[Labeled shape records]
########################################

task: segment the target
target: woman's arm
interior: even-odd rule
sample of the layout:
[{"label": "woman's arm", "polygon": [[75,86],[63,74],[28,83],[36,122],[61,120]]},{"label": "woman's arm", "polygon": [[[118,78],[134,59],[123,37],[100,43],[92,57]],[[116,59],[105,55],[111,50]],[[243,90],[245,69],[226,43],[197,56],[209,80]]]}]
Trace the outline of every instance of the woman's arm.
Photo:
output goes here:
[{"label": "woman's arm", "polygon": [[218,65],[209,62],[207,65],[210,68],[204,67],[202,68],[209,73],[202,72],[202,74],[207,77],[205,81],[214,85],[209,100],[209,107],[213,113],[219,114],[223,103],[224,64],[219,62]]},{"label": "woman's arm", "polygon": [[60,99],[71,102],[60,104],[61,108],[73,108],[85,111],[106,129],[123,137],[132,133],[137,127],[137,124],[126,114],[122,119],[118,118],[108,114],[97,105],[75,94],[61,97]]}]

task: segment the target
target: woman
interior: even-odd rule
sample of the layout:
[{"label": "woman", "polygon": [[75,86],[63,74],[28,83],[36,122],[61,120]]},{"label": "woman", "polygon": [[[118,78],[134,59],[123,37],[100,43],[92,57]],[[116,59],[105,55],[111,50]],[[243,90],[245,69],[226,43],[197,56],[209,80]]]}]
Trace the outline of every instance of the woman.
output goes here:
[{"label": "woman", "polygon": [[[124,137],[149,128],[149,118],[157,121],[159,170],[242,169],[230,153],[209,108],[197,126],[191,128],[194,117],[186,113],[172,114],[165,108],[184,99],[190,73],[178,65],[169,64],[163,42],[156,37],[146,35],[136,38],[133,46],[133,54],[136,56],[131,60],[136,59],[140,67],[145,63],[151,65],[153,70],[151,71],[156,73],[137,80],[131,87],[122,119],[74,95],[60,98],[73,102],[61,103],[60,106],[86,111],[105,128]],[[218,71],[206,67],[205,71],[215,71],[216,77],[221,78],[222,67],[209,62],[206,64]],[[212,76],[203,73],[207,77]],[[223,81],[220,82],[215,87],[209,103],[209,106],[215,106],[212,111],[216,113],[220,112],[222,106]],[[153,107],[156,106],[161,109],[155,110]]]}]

########################################

[WHAT THE TASK ASKS]: Write out the entries in full, exactly as given.

[EXERCISE RESPONSE]:
task: segment the target
target: woman's arm
interior: even-odd rule
sample of the layout:
[{"label": "woman's arm", "polygon": [[75,86],[63,74],[28,83],[36,122],[61,120]]},{"label": "woman's arm", "polygon": [[[118,78],[134,59],[123,37],[100,43],[92,57]],[[116,59],[105,55],[111,50]],[[243,90],[245,69],[226,43],[197,56],[209,80]]]}]
Trace the outline of every instance of the woman's arm.
Photo:
output goes here:
[{"label": "woman's arm", "polygon": [[218,65],[209,62],[207,65],[210,68],[204,67],[202,68],[209,73],[202,72],[202,74],[207,77],[205,81],[214,85],[209,100],[209,107],[213,113],[219,114],[223,103],[224,64],[219,62]]},{"label": "woman's arm", "polygon": [[60,99],[71,102],[60,104],[61,108],[73,108],[85,111],[106,129],[123,137],[132,133],[137,127],[137,124],[126,114],[122,119],[118,118],[108,114],[97,105],[75,94],[61,97]]}]

task: segment the target
target: woman
interior: even-odd rule
sample of the layout:
[{"label": "woman", "polygon": [[75,86],[63,74],[28,83],[36,122],[61,120]]},{"label": "woman", "polygon": [[[118,78],[134,59],[123,37],[100,43],[92,57]],[[116,59],[105,55],[111,50]],[[243,90],[245,69],[226,43],[197,56],[209,80]]]}]
Trace the outline of every instance of the woman.
output goes here:
[{"label": "woman", "polygon": [[[124,137],[149,128],[149,118],[157,121],[159,170],[242,169],[230,153],[209,108],[197,126],[191,128],[194,117],[186,113],[172,114],[165,108],[184,99],[190,73],[178,65],[169,64],[163,42],[156,37],[146,35],[136,38],[133,46],[133,54],[136,56],[131,60],[136,59],[140,67],[145,63],[151,65],[153,70],[151,71],[156,73],[137,80],[131,87],[122,119],[74,95],[60,98],[73,102],[61,103],[60,106],[86,111],[105,128]],[[218,71],[206,67],[205,71],[215,71],[216,77],[221,78],[222,67],[209,62],[206,64]],[[212,76],[203,73],[207,77]],[[223,81],[220,82],[215,87],[209,103],[209,106],[215,106],[212,111],[216,113],[220,112],[222,106]],[[153,107],[156,106],[161,109],[155,110]]]}]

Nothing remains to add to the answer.